- [EXTRACT PROVIDED]:

· · ·

Scaling Rectified Flow Transformers for High-Resolution Image Synthesis.
Capabilities of Stable Diffusion 3 (SD3)
Though we know very little about the capabilities of stable diffusion 3, here is what we can interpret based on the sample results shared:
Multi-Subject Prompt Handling
In text-to-image generation, multi-subject prompts include detailed descriptions of scenes, compositions, or scenarios involving more than one object, person, or concept. These prompts provide rich and complex information for the model to generate corresponding images that accurately represent the described scene or scenario. Handling multi-subject prompts effectively requires the text-to-image model to understand and interpret the relationships between different subjects mentioned in the prompt to generate coherent and realistic images.
Prompt
A painting of an astronaut riding a pig wearing a tutu holding a pink umbrella, on the ground next to the pig is a robin bird wearing a top hat, and in the corner are the words "stable diffusion"
SD3 Output
Text Rendering
SD3 works well in accurately rendering text within generated images, ensuring that textual elements such as fonts, styles, and sizes are represented properly. This capability enhances the integration of text-based descriptions into the generated imagery, contributing to a seamless and cohesive visual narrative.
Prompt
Graffiti on the wall with the text "When SD3?"
SD3 Output
Fine Detail Representation
SD3 delivers superior image quality compared to previous models. This improvement ensures that the generated images are more detailed, realistic, and visually appealing.
Prompt
Studio photograph closeup of a chameleon over a black background
SD3 Output
Prompt Adherence
SD3 demonstrates strong adherence to provided prompts, ensuring that the generated images accurately reflect the details and specifications outlined in the input text. This enhances the creation of desired visual content with minimal deviation from the intended concept or scene.
Prompt
Night photo of a sports car with the text "SD3" on the side, the car is on a race track at high speed, a huge road sign with the text "faster"

· · ·

- [WHAT TO WORK ON]:
(A) Please rewrite the paragraph of the excerpt on Stable Diffusion 3 that begins "In text-to-image generation, multi-subject prompts" in fewer words, keeping its main facts.
(B) List every line of the records that contains the word "jacket".
The excerpt on Stable Diffusion 3 and the records have no connection to each other.

- [EXTRACTED RECORDS]:

· · ·

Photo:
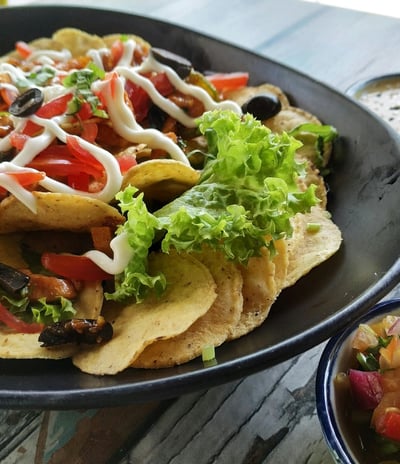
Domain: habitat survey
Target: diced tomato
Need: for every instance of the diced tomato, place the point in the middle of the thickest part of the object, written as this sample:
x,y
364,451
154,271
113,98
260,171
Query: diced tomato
x,y
229,81
366,388
11,321
32,128
89,131
23,49
83,155
389,427
8,95
73,267
18,140
85,112
79,181
54,107
57,161
27,177
140,100
126,162
391,380
390,356
117,50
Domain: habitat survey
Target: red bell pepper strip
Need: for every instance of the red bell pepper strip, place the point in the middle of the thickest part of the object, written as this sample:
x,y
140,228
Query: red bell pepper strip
x,y
54,107
389,425
73,267
23,49
230,81
11,321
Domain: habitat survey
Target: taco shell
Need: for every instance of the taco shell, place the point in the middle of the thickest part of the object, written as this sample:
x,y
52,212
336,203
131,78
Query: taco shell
x,y
190,292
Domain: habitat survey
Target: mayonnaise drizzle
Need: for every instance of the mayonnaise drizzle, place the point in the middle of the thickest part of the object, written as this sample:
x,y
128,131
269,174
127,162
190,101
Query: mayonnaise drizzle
x,y
124,124
122,254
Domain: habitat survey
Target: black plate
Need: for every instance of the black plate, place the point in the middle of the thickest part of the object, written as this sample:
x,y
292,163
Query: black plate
x,y
364,201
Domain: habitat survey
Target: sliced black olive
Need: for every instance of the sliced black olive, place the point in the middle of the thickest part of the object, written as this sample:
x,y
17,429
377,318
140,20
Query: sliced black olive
x,y
262,106
89,331
178,63
27,103
12,280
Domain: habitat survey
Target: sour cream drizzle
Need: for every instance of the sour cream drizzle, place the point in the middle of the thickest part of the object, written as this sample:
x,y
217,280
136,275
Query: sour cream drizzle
x,y
123,121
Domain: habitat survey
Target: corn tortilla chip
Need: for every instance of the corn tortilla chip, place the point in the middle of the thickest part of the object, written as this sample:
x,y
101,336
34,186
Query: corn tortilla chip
x,y
190,292
57,211
260,289
210,329
161,180
309,248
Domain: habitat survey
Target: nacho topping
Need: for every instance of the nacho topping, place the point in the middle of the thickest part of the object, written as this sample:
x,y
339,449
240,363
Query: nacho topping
x,y
192,217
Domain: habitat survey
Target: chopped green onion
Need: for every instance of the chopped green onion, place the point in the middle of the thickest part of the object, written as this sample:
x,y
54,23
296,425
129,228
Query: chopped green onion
x,y
313,227
208,353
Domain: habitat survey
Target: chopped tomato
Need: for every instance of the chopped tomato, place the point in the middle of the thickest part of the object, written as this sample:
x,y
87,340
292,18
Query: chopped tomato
x,y
27,177
54,107
73,267
230,81
126,162
89,131
57,161
11,321
23,49
390,424
140,100
8,95
117,50
82,154
85,112
18,140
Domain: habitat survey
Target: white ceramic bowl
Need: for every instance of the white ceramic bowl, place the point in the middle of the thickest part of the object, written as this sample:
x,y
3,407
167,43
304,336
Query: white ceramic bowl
x,y
338,357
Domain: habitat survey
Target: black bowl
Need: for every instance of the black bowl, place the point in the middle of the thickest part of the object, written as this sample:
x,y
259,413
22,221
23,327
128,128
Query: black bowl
x,y
364,201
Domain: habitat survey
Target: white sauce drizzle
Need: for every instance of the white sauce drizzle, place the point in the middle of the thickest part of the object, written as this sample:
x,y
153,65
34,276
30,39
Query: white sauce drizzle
x,y
122,254
124,123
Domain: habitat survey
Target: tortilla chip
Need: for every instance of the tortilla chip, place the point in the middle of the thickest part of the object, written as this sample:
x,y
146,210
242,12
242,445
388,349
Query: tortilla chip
x,y
109,39
57,211
260,289
161,180
210,329
308,249
27,346
241,96
17,345
292,117
78,41
191,290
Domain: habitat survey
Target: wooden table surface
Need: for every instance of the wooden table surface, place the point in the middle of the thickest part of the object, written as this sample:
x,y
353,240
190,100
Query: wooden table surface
x,y
269,416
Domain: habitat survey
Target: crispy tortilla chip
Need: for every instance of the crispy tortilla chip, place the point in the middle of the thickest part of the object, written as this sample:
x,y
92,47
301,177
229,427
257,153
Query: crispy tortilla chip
x,y
109,39
210,329
290,118
190,292
244,94
26,346
308,249
57,211
17,345
161,180
262,283
78,41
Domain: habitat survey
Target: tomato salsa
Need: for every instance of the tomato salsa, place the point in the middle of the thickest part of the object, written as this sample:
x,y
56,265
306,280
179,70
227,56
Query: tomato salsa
x,y
372,387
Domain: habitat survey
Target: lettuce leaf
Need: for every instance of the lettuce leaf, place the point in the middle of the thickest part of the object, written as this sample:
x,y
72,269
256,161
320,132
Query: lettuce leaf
x,y
140,228
244,200
247,192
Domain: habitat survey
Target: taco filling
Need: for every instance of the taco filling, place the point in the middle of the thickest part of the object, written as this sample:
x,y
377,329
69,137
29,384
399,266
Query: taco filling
x,y
127,173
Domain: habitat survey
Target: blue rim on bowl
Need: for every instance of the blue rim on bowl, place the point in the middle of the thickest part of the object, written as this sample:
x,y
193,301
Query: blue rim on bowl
x,y
334,359
358,87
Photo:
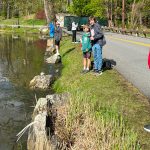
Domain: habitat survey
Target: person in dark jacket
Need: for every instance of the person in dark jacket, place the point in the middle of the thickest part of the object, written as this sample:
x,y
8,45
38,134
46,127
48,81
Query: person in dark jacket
x,y
57,36
97,43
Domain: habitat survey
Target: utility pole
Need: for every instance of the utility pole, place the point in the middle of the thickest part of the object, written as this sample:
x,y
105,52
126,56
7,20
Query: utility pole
x,y
123,14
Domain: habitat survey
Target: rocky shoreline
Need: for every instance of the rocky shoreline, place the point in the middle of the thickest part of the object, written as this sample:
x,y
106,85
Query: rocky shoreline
x,y
44,129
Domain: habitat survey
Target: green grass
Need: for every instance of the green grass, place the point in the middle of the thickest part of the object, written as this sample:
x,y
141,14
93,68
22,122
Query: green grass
x,y
22,21
108,100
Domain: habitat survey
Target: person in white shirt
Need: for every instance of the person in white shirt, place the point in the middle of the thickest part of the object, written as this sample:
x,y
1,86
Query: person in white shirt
x,y
74,29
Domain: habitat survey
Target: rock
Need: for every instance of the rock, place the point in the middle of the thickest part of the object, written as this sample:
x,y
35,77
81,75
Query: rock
x,y
41,81
56,58
43,134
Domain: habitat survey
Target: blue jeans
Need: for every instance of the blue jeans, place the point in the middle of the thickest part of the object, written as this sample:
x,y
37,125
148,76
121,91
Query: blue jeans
x,y
97,53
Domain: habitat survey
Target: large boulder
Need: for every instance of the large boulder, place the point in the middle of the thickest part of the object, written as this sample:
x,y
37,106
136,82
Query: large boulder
x,y
44,134
41,81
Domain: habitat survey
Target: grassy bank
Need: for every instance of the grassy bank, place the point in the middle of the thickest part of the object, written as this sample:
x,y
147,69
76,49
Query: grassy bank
x,y
105,112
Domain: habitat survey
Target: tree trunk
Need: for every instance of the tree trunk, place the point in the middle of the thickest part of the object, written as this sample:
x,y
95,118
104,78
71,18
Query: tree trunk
x,y
49,10
8,10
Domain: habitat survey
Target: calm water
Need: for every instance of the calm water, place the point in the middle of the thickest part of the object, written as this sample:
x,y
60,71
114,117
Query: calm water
x,y
20,60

· · ·

- [SOLUTIONS BELOW]:
(A) Multi-subject prompts in text-to-image generation describe scenes with more than one object, person, or concept. They give the model rich, complex information for producing images that accurately represent the scene. To handle them well, the model must understand the relationships between the subjects so that its images are coherent and realistic.

(B)
Target: person in dark jacket
Need: for every instance of the person in dark jacket, place the point in the middle of the thickest part of the object, written as this sample:
Query: person in dark jacket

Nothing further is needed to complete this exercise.